TEKSTFRAGMENT:
========

Onderwerp: Bezoek-historie

RSJ 21/21557/SGA, 2 juni 2021, schorsing
Uitspraakdatum:02-06-2021

Dit onderwerp bevat de volgende rubrieken.

Nummer          21/21557/SGA            

           

Betreft verzoeker        Datum 2 juni 2021

 

 

Uitspraak van de voorzitter van de beroepscommissie van de RSJ op het verzoek van verzoeker (hierna: verzoeker)

 

1. De procedure

De directeur van de Penitentiaire Inrichting Sittard (hierna: de directeur) heeft beslist verzoeker (levenslang gestrafte) in te sluiten tijdens de arbeidsuren waar verzoeker niet aan wil deelnemen.

Verzoeker vraagt om schorsing van de (verdere) tenuitvoerlegging daarvan.

De voorzitter heeft kennisgenomen van de reactie van de directeur op het schorsingsverzoek en van het klaagschrift.

========

Gegevens uit de dataset
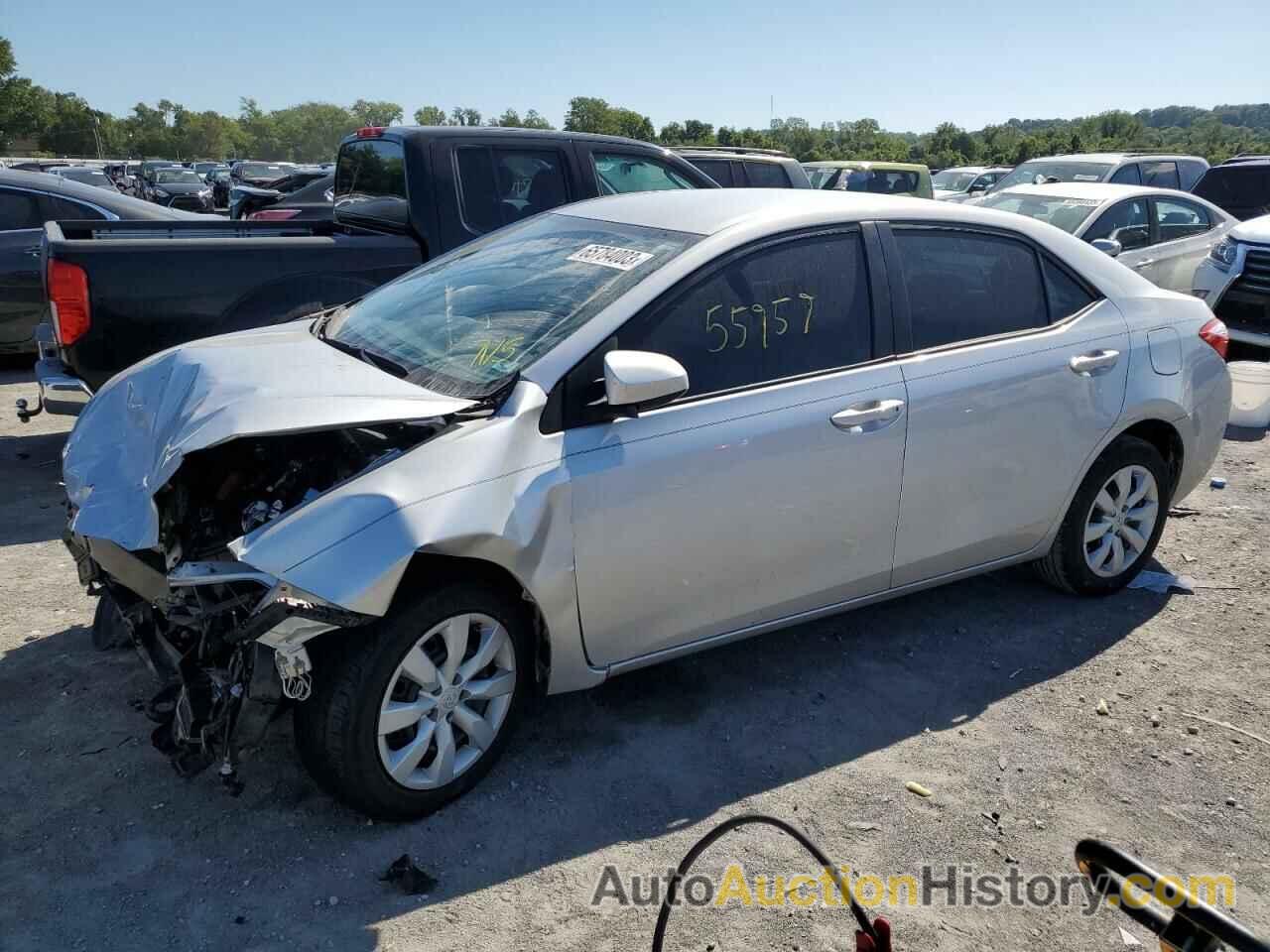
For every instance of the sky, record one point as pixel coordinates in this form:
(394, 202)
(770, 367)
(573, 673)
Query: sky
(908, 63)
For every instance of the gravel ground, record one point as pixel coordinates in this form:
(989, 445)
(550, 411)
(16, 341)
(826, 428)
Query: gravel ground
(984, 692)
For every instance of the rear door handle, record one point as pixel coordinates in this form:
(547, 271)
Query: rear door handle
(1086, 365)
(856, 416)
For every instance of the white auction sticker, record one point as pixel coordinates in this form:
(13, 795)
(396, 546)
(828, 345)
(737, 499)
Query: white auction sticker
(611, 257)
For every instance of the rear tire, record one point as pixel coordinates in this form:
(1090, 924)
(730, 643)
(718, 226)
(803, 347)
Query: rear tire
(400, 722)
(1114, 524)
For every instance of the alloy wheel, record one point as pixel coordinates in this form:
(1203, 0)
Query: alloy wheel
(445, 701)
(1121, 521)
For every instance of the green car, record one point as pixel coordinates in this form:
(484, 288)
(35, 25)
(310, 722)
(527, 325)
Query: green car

========

UIT TE VOEREN TAKEN:
1. Citeer uit de uitspraak het gedeelte van "1. De procedure" tot en met "aan wil deelnemen.".
2. Welke personen of functionarissen treden in de uitspraak op? Noem ze allemaal.
3. Beantwoord over de uitspraak:
(a) Welk nummer draagt de uitspraak?
(b) Van welke inrichting is de directeur?
(c) Van welke twee stukken heeft de voorzitter kennisgenomen?
Baseer je uitsluitend op de uitspraak.

OPLOSSINGEN PER TAAK:
1.
1. De procedure

De directeur van de Penitentiaire Inrichting Sittard (hierna: de directeur) heeft beslist verzoeker (levenslang gestrafte) in te sluiten tijdens de arbeidsuren waar verzoeker niet aan wil deelnemen.

2.
- verzoeker
- de directeur van de Penitentiaire Inrichting Sittard
- de voorzitter van de beroepscommissie van de RSJ

3.
(a) 21/21557/SGA
(b) De Penitentiaire Inrichting Sittard
(c) De reactie van de directeur op het schorsingsverzoek en het klaagschrift